# TEXT SEGMENT
# Giro



## marcski (May 19, 2009)

Any of you guys watching and/or following it?  Some pretty cool pictures from today's stage, which brought them past Sestriere ski resort.

http://d.yimg.com/a/p/ap/20090519/c...eae66f3f20a783c.italy_giro_cycling_gir120.jpg


----------



## Marc (May 20, 2009)

Almost forgot it was this early.  Do they have daily coverage on VS or what?  If it's primetime, hopefully I can catch a few stages of it.


----------



## bvibert (May 20, 2009)

I thought this was going to be about helmets. :dunce:


----------



## marcski (May 20, 2009)

Yes, there is daily coverage on Universal Sports Network.  They repeat primetime at 9 I think.  

Awesome racing through stunning terrain. Tomorrow's time trial is going to be awesome.  It's 60+ Km.,  long for a TT, and hilly, with I think 2 categorized climbs, and its set along the Cinque Terre, which if you do not know, is a collective of 5 small villages perched on the cliffs overlooking the Mediterranean.  The Italian Riveria is a stunning place if you've never been.

# EXTRACTED RECORDS

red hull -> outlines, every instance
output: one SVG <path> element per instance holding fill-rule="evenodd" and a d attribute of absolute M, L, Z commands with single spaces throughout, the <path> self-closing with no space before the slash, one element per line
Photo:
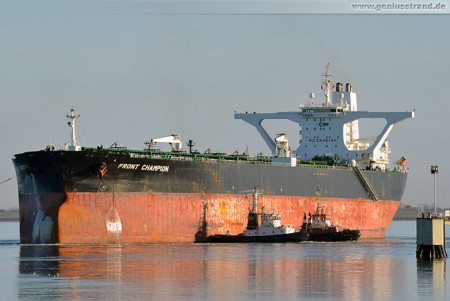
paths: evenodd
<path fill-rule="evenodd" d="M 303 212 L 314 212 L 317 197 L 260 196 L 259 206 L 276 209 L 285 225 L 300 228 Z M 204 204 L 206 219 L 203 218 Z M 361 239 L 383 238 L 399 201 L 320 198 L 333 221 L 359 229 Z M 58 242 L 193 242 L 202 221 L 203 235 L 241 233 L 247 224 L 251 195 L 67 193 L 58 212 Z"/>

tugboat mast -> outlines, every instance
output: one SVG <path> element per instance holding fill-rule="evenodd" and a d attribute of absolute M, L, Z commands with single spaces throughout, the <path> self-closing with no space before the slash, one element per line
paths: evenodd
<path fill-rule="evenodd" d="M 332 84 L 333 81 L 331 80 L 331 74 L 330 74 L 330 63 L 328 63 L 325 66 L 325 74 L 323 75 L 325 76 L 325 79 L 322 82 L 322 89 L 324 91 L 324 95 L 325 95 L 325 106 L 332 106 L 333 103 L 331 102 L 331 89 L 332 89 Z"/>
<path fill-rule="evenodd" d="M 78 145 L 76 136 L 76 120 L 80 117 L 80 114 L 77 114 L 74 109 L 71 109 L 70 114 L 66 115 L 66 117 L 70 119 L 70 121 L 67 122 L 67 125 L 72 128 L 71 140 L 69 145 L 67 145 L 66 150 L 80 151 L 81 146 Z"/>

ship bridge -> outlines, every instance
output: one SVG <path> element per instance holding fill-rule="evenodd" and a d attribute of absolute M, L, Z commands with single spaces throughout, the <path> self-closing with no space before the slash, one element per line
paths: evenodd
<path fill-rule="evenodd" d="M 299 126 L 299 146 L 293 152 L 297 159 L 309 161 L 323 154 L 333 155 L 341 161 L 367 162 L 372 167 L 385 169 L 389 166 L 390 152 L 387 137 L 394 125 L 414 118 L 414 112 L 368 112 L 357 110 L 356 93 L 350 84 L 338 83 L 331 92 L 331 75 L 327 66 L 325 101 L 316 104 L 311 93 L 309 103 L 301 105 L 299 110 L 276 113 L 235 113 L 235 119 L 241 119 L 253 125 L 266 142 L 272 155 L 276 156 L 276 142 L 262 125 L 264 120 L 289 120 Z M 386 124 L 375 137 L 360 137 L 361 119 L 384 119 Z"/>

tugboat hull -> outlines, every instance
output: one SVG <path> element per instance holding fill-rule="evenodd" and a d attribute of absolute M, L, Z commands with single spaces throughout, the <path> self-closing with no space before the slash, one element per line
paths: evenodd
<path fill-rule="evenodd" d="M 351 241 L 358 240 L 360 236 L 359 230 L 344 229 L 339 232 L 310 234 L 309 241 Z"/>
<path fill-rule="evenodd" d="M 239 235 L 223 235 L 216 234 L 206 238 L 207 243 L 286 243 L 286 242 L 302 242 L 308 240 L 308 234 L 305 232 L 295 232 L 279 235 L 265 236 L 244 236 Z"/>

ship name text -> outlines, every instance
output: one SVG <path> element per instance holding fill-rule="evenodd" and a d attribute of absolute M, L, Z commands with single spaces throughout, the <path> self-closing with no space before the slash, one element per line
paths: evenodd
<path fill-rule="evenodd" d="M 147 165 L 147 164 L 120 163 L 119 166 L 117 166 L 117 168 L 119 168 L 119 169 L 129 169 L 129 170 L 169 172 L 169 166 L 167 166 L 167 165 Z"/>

# STATED PROBLEM 1
Summarize the Giro thread in two sentences.
# STATED PROBLEM 2
Reproduce word for word the stretch of the Giro thread from "## marcski (May 20, 2009)" through "you've never been.".

# EXPECTED OUTPUT 1
One poster asks whether others are following the Giro and shares pictures from a stage that passed Sestriere ski resort, and another asks whether there is daily coverage on VS. The first poster replies that Universal Sports Network has daily coverage and describes the next day's hilly time trial of more than 60 km, set along the Cinque Terre, five small villages on cliffs overlooking the Mediterranean.

# EXPECTED OUTPUT 2
## marcski (May 20, 2009)

Yes, there is daily coverage on Universal Sports Network.  They repeat primetime at 9 I think.  

Awesome racing through stunning terrain. Tomorrow's time trial is going to be awesome.  It's 60+ Km.,  long for a TT, and hilly, with I think 2 categorized climbs, and its set along the Cinque Terre, which if you do not know, is a collective of 5 small villages perched on the cliffs overlooking the Mediterranean.  The Italian Riveria is a stunning place if you've never been.